_Written task_
Below is some material; set it all down exactly, apart from the pictures.

▬▬▬▬▬▬▬▬▬▬

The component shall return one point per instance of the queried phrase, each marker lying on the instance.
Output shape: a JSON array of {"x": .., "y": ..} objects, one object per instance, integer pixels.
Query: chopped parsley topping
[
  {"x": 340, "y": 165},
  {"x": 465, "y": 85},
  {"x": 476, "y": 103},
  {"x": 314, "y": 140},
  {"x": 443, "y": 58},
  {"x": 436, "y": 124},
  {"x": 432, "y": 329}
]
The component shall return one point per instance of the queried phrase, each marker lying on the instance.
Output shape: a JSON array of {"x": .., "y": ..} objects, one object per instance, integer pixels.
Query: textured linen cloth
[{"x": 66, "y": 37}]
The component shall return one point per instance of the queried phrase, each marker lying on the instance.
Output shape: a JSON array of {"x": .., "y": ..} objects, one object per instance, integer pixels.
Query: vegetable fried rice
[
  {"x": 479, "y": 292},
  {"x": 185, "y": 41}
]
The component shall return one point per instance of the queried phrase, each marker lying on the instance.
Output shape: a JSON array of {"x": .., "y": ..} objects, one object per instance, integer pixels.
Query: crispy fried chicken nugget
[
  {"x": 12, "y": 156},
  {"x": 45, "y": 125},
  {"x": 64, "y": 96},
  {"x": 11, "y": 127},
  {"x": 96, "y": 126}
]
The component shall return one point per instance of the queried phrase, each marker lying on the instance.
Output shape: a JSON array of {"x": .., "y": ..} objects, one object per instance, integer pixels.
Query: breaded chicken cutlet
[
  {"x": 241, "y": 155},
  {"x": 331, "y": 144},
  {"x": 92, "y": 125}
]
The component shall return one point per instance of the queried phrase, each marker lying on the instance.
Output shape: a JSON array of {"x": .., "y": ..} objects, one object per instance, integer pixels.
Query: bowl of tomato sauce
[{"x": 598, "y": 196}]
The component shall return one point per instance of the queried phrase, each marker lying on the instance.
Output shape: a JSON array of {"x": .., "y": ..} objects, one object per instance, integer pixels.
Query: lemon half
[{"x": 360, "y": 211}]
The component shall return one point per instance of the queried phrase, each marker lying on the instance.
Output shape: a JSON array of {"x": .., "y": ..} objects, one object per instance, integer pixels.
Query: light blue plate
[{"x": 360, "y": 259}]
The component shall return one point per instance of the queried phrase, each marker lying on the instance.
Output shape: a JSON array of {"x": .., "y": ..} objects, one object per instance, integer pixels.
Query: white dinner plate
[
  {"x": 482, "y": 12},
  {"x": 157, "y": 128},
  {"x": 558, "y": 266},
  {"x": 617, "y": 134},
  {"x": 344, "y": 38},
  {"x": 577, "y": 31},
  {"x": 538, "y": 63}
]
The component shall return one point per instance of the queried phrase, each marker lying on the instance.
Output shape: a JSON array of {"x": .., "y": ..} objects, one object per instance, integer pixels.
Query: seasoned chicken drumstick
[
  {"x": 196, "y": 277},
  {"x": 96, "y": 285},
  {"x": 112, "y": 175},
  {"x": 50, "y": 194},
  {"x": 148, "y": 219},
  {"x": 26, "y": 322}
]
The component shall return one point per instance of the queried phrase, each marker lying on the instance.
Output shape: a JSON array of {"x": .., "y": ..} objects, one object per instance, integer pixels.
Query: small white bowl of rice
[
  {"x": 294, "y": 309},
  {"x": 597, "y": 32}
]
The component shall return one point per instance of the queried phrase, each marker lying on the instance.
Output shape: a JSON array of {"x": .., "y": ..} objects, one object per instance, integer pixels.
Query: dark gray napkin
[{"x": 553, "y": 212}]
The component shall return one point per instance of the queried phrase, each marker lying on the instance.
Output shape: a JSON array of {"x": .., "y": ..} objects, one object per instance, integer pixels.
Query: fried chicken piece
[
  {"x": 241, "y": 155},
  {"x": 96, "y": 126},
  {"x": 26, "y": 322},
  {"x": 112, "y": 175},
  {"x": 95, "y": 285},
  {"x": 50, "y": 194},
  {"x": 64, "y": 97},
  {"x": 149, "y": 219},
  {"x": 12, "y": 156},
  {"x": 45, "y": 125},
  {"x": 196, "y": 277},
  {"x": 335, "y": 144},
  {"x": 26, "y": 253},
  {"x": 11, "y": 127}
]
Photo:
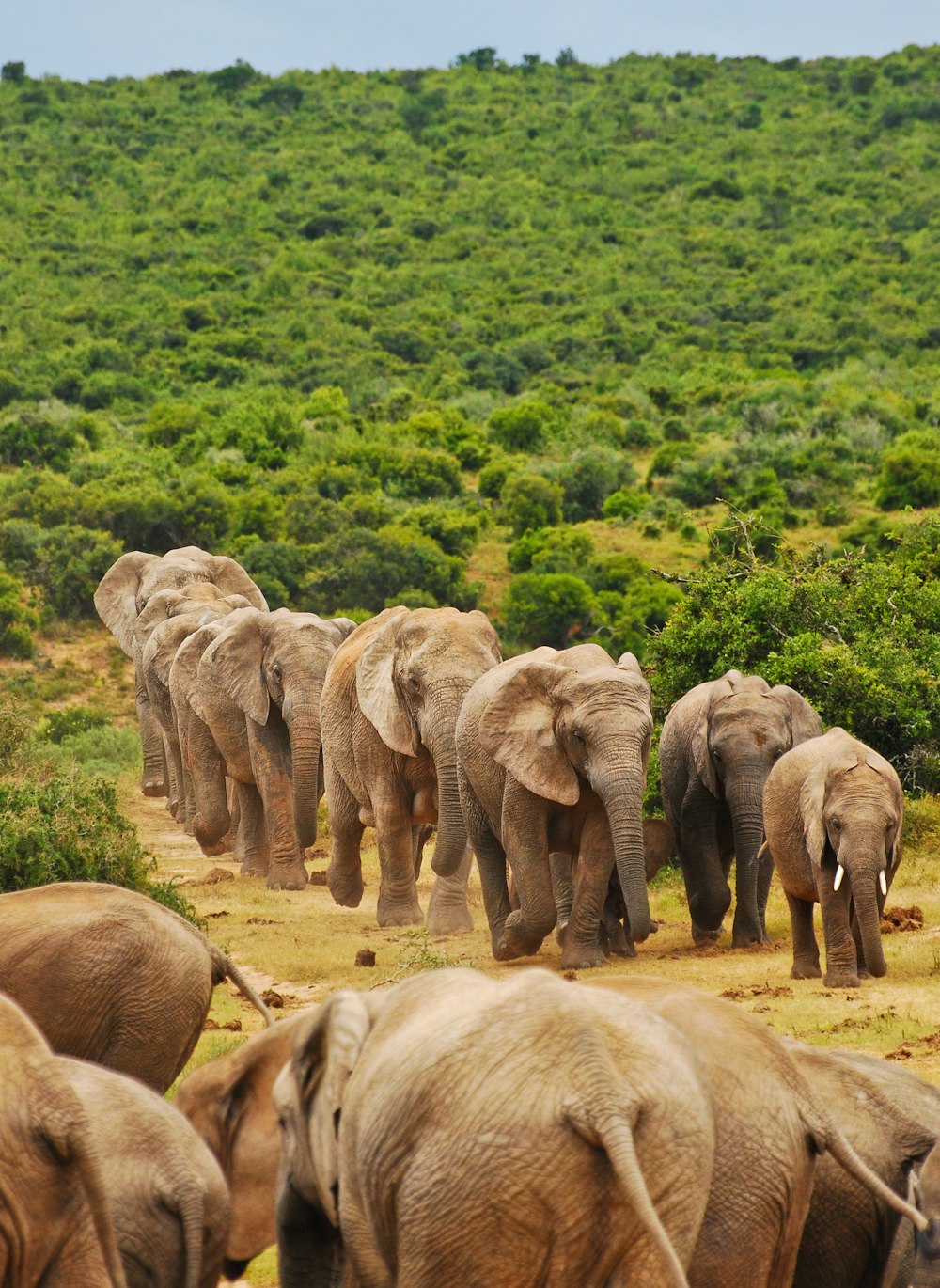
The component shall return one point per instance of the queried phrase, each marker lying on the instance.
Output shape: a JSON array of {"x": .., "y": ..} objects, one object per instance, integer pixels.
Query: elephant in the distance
[
  {"x": 228, "y": 1103},
  {"x": 833, "y": 813},
  {"x": 551, "y": 754},
  {"x": 166, "y": 1193},
  {"x": 460, "y": 1130},
  {"x": 125, "y": 590},
  {"x": 112, "y": 977},
  {"x": 259, "y": 686},
  {"x": 717, "y": 746},
  {"x": 55, "y": 1224},
  {"x": 389, "y": 710}
]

▬▬▬▬▬▬▬▬▬▬

_Output below_
The component shall return one point per instance of the queried phrase, each marker lying on the instance.
Output shape: a JSON array of {"x": .., "y": ..} objects, one object per instance, integer pixels.
Query: chopped parsley topping
[
  {"x": 340, "y": 165},
  {"x": 465, "y": 85},
  {"x": 476, "y": 103},
  {"x": 314, "y": 140},
  {"x": 443, "y": 58},
  {"x": 436, "y": 124},
  {"x": 432, "y": 329}
]
The component shall return one point per instance of the queried phrase, each marker lying on the instance.
Output shape: a JSON array of {"x": .., "y": ..} objects, one object per instance, integer pixels.
Query: textured linen cloth
[{"x": 66, "y": 37}]
The component shall return one point per instance of the queried phrase, each marker lying on the instance.
Output shape: a JSON array of {"x": .., "y": ..} objects, one object per instance, integer pixels.
Query: vegetable fried rice
[
  {"x": 479, "y": 292},
  {"x": 185, "y": 41}
]
The component shall return one point per instance of the queried phrase, each marker lying on the instance.
Output shape: a JSON array of {"x": .., "y": ..} objects, one object per instance, integer pixels.
Query: crispy fried chicken nugget
[
  {"x": 12, "y": 156},
  {"x": 45, "y": 125},
  {"x": 64, "y": 96},
  {"x": 11, "y": 127},
  {"x": 96, "y": 126}
]
The component shall return one point per instance of the queried phrase, each marker lying on the instance.
Output shape: a JSON array of {"x": .., "y": ..} objects, one object per instance, integer pixels.
Query: breaded chicken cutlet
[
  {"x": 241, "y": 155},
  {"x": 331, "y": 144},
  {"x": 92, "y": 125}
]
The component shall return one point per instance of the queried phrase, each marker lying on the instance.
Output shape: a JSON array of {"x": .., "y": ..} objects, one object per instance, integer pixels.
Query: bowl of tomato sauce
[{"x": 598, "y": 196}]
The component shall return one point per instance of the queried phrase, each marker lying on the instance.
Output shape: a JSON array of {"x": .., "y": ..} objects, one object per instance, integer pixels.
Query: lemon half
[{"x": 360, "y": 211}]
The component shall return one point per instance of the queried phrase, each marker lying on the instance.
Output shape: a JSON array of {"x": .., "y": ..} objects, one object per instance, integer pixels.
Query: light blue plate
[{"x": 360, "y": 259}]
The component shall return one point per instance of the queried phrase, each marker lying on the instance.
Output shape: a JSON array of {"x": .., "y": ..} objects, one object per instance, integer pixels.
Query: white dinner plate
[
  {"x": 482, "y": 12},
  {"x": 157, "y": 128},
  {"x": 558, "y": 266},
  {"x": 617, "y": 134},
  {"x": 344, "y": 38},
  {"x": 577, "y": 31},
  {"x": 538, "y": 63}
]
The component shall return one point per instance of the queried phrase, each marker lying on the instance.
Output shape: a JSON array of {"x": .., "y": ..} objects, one object per instance, integer pixels.
Query: seasoned chicken drumstick
[
  {"x": 196, "y": 277},
  {"x": 96, "y": 285},
  {"x": 112, "y": 175},
  {"x": 50, "y": 194},
  {"x": 148, "y": 219},
  {"x": 26, "y": 322}
]
The component shall return one point per instance of the queried phrase, each marker lying on the instance.
Output shape: a JSON array of {"x": .., "y": ..} objects, one object per instance, integer pixels.
Query: small white bowl of rice
[
  {"x": 294, "y": 309},
  {"x": 597, "y": 32}
]
The component shall return one point per instance of the queried phrase, each marker lying on the instance.
Output shape: a JSON array of {"x": .., "y": ..} objects, one object per instance, integer pixels.
Query: dark gray napkin
[{"x": 553, "y": 212}]
The component shall return one point per instance of the queried phrase, each marker lying on the instance.
Output shape: a JSON array of {"x": .., "y": ..} objects, one object per instance, integer pixels.
Query: fried chicken piece
[
  {"x": 241, "y": 155},
  {"x": 96, "y": 126},
  {"x": 26, "y": 322},
  {"x": 112, "y": 175},
  {"x": 95, "y": 285},
  {"x": 50, "y": 194},
  {"x": 64, "y": 97},
  {"x": 149, "y": 219},
  {"x": 12, "y": 156},
  {"x": 45, "y": 125},
  {"x": 196, "y": 277},
  {"x": 335, "y": 144},
  {"x": 26, "y": 253},
  {"x": 11, "y": 127}
]
Photo:
The component shall return one point per instance of the queried phrase, each marker lying on the instance.
Output shape: a JSON array of {"x": .., "y": ..} objects, one object per instance, integer pixels.
Query: elephant in the distance
[
  {"x": 228, "y": 1103},
  {"x": 833, "y": 813},
  {"x": 551, "y": 754},
  {"x": 166, "y": 1193},
  {"x": 460, "y": 1130},
  {"x": 125, "y": 590},
  {"x": 112, "y": 977},
  {"x": 259, "y": 686},
  {"x": 717, "y": 746},
  {"x": 55, "y": 1224},
  {"x": 389, "y": 710}
]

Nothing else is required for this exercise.